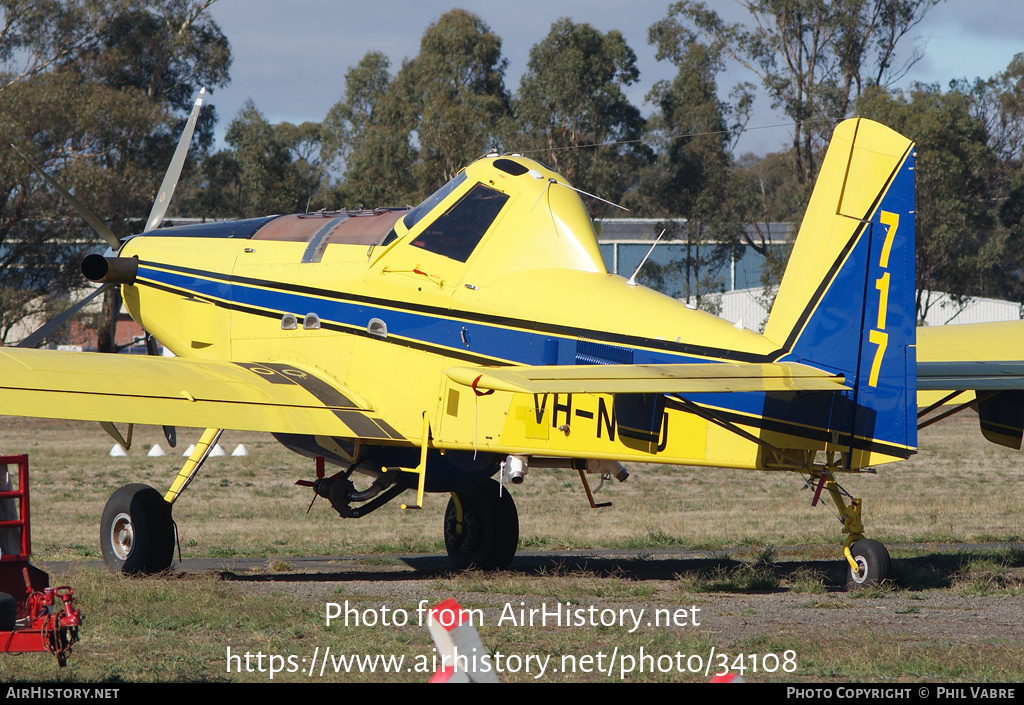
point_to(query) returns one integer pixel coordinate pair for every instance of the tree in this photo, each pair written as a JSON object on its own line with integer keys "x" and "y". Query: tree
{"x": 572, "y": 113}
{"x": 689, "y": 180}
{"x": 813, "y": 57}
{"x": 369, "y": 132}
{"x": 958, "y": 238}
{"x": 456, "y": 85}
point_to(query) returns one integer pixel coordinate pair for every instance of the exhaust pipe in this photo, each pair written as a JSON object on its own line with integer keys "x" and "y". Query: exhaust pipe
{"x": 98, "y": 268}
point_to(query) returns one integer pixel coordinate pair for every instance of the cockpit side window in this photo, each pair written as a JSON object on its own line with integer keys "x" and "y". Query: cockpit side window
{"x": 417, "y": 213}
{"x": 456, "y": 233}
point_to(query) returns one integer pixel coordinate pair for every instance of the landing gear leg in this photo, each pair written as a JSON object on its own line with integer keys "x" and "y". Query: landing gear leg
{"x": 136, "y": 532}
{"x": 867, "y": 561}
{"x": 872, "y": 565}
{"x": 481, "y": 528}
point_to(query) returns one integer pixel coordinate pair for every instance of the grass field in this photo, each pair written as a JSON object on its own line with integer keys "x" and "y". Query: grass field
{"x": 774, "y": 600}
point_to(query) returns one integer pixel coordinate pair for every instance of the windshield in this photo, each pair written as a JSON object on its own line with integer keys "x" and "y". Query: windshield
{"x": 417, "y": 213}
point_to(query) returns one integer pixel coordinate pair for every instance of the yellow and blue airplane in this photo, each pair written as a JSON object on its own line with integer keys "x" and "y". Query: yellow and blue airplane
{"x": 479, "y": 334}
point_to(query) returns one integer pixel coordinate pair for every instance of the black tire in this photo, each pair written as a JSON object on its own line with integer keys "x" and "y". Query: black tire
{"x": 875, "y": 565}
{"x": 136, "y": 533}
{"x": 8, "y": 612}
{"x": 489, "y": 532}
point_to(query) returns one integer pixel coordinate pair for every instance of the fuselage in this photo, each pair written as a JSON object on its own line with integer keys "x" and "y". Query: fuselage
{"x": 501, "y": 266}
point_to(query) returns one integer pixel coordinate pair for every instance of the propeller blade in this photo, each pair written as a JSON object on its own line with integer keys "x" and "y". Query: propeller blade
{"x": 101, "y": 230}
{"x": 53, "y": 324}
{"x": 174, "y": 170}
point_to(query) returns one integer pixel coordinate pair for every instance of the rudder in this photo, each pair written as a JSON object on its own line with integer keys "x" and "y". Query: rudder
{"x": 847, "y": 299}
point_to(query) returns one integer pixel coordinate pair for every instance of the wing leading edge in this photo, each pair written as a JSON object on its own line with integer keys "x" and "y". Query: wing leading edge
{"x": 680, "y": 378}
{"x": 280, "y": 398}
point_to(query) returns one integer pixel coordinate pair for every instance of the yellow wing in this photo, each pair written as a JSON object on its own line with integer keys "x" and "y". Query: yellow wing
{"x": 698, "y": 377}
{"x": 267, "y": 397}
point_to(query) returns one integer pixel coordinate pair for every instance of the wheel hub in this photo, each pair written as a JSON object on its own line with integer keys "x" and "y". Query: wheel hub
{"x": 861, "y": 574}
{"x": 122, "y": 536}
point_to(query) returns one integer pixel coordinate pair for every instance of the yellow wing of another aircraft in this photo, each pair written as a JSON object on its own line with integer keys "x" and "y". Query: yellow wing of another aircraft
{"x": 267, "y": 397}
{"x": 649, "y": 378}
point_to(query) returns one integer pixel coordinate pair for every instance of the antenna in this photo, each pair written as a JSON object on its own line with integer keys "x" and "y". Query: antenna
{"x": 633, "y": 279}
{"x": 537, "y": 174}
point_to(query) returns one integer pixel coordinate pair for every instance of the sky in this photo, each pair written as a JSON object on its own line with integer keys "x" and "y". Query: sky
{"x": 291, "y": 57}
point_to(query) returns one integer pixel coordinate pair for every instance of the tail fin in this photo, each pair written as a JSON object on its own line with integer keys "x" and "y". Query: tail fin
{"x": 847, "y": 299}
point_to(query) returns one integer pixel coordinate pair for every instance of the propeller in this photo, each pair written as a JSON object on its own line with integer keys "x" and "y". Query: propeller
{"x": 157, "y": 214}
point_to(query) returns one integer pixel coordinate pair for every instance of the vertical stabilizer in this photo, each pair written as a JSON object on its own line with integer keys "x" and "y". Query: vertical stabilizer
{"x": 847, "y": 298}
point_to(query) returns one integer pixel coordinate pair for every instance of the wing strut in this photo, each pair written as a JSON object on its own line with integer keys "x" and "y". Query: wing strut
{"x": 420, "y": 469}
{"x": 196, "y": 459}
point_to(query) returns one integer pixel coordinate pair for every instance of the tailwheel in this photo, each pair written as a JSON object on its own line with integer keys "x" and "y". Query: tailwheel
{"x": 873, "y": 565}
{"x": 136, "y": 532}
{"x": 481, "y": 528}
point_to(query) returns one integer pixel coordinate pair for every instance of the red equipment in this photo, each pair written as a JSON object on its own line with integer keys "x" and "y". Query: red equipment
{"x": 33, "y": 615}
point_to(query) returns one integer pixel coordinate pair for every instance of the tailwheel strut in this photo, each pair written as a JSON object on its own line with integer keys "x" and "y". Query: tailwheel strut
{"x": 867, "y": 561}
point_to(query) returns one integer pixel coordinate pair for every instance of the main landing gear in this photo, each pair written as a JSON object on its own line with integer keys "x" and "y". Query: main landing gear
{"x": 136, "y": 532}
{"x": 481, "y": 527}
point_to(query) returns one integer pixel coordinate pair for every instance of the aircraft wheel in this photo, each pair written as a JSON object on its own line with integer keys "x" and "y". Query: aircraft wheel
{"x": 489, "y": 531}
{"x": 872, "y": 562}
{"x": 136, "y": 532}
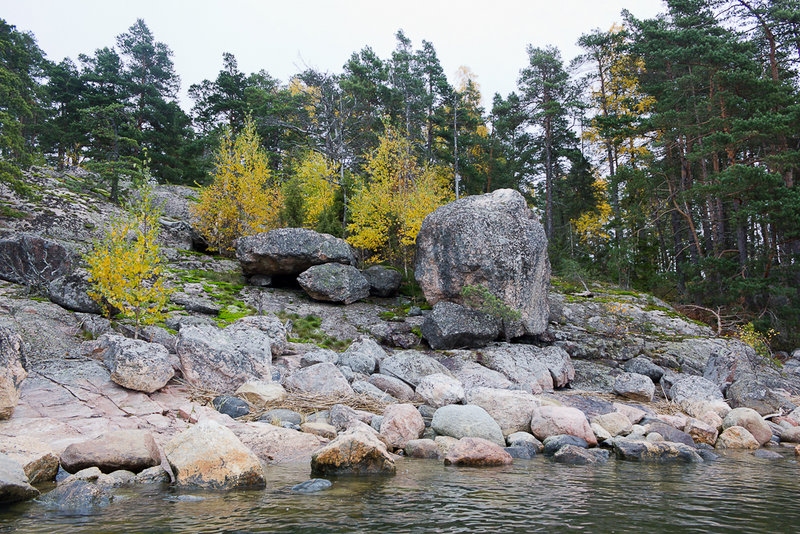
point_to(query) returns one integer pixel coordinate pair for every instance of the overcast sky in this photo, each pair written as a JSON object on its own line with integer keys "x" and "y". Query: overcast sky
{"x": 286, "y": 36}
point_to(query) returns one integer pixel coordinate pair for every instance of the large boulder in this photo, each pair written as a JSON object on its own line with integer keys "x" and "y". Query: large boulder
{"x": 33, "y": 261}
{"x": 511, "y": 409}
{"x": 401, "y": 423}
{"x": 477, "y": 452}
{"x": 439, "y": 390}
{"x": 290, "y": 251}
{"x": 467, "y": 421}
{"x": 319, "y": 379}
{"x": 72, "y": 292}
{"x": 354, "y": 452}
{"x": 383, "y": 282}
{"x": 11, "y": 371}
{"x": 411, "y": 366}
{"x": 492, "y": 240}
{"x": 362, "y": 356}
{"x": 549, "y": 421}
{"x": 136, "y": 364}
{"x": 131, "y": 450}
{"x": 751, "y": 420}
{"x": 210, "y": 455}
{"x": 451, "y": 326}
{"x": 334, "y": 282}
{"x": 223, "y": 359}
{"x": 14, "y": 485}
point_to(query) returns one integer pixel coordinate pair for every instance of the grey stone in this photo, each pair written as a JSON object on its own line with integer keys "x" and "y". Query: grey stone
{"x": 12, "y": 373}
{"x": 411, "y": 366}
{"x": 319, "y": 356}
{"x": 493, "y": 240}
{"x": 334, "y": 282}
{"x": 644, "y": 366}
{"x": 662, "y": 451}
{"x": 452, "y": 326}
{"x": 312, "y": 486}
{"x": 383, "y": 282}
{"x": 30, "y": 260}
{"x": 136, "y": 364}
{"x": 224, "y": 359}
{"x": 467, "y": 421}
{"x": 319, "y": 379}
{"x": 753, "y": 392}
{"x": 635, "y": 386}
{"x": 362, "y": 356}
{"x": 14, "y": 484}
{"x": 78, "y": 496}
{"x": 393, "y": 386}
{"x": 230, "y": 405}
{"x": 290, "y": 251}
{"x": 72, "y": 292}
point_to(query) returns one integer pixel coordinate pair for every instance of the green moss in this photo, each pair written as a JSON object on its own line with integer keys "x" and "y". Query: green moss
{"x": 306, "y": 330}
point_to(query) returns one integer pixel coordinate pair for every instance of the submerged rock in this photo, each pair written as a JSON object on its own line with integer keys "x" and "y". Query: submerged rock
{"x": 492, "y": 240}
{"x": 451, "y": 326}
{"x": 11, "y": 371}
{"x": 354, "y": 452}
{"x": 662, "y": 451}
{"x": 467, "y": 421}
{"x": 131, "y": 450}
{"x": 210, "y": 455}
{"x": 383, "y": 282}
{"x": 477, "y": 452}
{"x": 334, "y": 282}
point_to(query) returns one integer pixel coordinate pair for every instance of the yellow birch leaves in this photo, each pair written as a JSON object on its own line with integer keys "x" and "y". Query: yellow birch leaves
{"x": 391, "y": 203}
{"x": 125, "y": 267}
{"x": 243, "y": 199}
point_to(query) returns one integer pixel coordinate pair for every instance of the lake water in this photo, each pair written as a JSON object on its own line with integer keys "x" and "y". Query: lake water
{"x": 737, "y": 493}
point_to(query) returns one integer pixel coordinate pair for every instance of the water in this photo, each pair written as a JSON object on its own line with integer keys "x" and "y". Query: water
{"x": 738, "y": 493}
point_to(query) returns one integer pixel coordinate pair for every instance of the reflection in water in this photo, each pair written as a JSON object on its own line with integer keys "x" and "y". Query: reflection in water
{"x": 736, "y": 493}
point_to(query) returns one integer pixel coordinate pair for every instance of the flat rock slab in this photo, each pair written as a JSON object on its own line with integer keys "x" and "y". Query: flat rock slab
{"x": 132, "y": 450}
{"x": 290, "y": 251}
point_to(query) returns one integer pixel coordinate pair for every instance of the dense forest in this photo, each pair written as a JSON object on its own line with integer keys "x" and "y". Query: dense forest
{"x": 662, "y": 159}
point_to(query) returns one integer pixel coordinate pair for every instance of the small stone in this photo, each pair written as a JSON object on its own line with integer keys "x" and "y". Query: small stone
{"x": 260, "y": 393}
{"x": 635, "y": 386}
{"x": 319, "y": 429}
{"x": 736, "y": 437}
{"x": 230, "y": 405}
{"x": 312, "y": 486}
{"x": 440, "y": 390}
{"x": 422, "y": 448}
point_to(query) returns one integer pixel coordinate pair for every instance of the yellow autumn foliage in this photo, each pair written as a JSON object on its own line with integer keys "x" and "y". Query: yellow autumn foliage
{"x": 316, "y": 175}
{"x": 389, "y": 206}
{"x": 243, "y": 198}
{"x": 125, "y": 267}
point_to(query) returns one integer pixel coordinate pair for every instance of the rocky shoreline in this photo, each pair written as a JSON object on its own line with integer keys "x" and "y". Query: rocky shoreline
{"x": 236, "y": 379}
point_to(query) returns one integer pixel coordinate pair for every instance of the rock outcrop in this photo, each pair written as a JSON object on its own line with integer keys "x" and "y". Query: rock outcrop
{"x": 334, "y": 282}
{"x": 290, "y": 251}
{"x": 491, "y": 240}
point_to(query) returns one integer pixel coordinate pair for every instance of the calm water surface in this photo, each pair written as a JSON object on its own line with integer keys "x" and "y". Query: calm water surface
{"x": 735, "y": 494}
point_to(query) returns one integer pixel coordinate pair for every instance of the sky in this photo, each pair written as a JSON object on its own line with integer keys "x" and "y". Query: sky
{"x": 285, "y": 37}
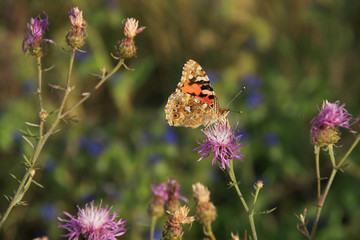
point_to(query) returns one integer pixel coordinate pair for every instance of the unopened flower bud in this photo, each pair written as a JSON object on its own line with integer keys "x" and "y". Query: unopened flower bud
{"x": 77, "y": 35}
{"x": 327, "y": 135}
{"x": 126, "y": 48}
{"x": 172, "y": 229}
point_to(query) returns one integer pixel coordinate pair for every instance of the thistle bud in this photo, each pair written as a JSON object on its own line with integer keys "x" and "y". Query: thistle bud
{"x": 156, "y": 206}
{"x": 172, "y": 229}
{"x": 126, "y": 48}
{"x": 205, "y": 211}
{"x": 173, "y": 191}
{"x": 327, "y": 135}
{"x": 77, "y": 35}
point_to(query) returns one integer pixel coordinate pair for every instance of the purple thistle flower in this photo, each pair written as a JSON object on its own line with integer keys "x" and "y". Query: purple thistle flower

○ ○ ○ ○ ○ ○ ○

What to do
Quote exactly what appears from the line containing "Query: unopened flower bud" through the final line of the listing above, including both of those lines.

Written answer
point_to(query) returns one integer pixel coordinate pair for every instance of the unopened flower bud in this photo, each pair written as a JSON object on its own line with integer keys "x" and "y". Query: unopened flower bud
{"x": 77, "y": 35}
{"x": 327, "y": 135}
{"x": 126, "y": 48}
{"x": 172, "y": 229}
point_to(query) returns one integer pixel coordinate pair for every instance of the thistle bud in this photo, each pair written as a JSON object on its own line with integer keys "x" and "y". Query: thistle bud
{"x": 156, "y": 206}
{"x": 172, "y": 229}
{"x": 126, "y": 48}
{"x": 205, "y": 211}
{"x": 173, "y": 191}
{"x": 327, "y": 135}
{"x": 77, "y": 35}
point_to(query) returns one integer pixel coordinate pair for every instance of the purple thistle flower in this photo, each pair written as a JSON object on its own line with integer keys "x" and "y". Query: purple thistle flower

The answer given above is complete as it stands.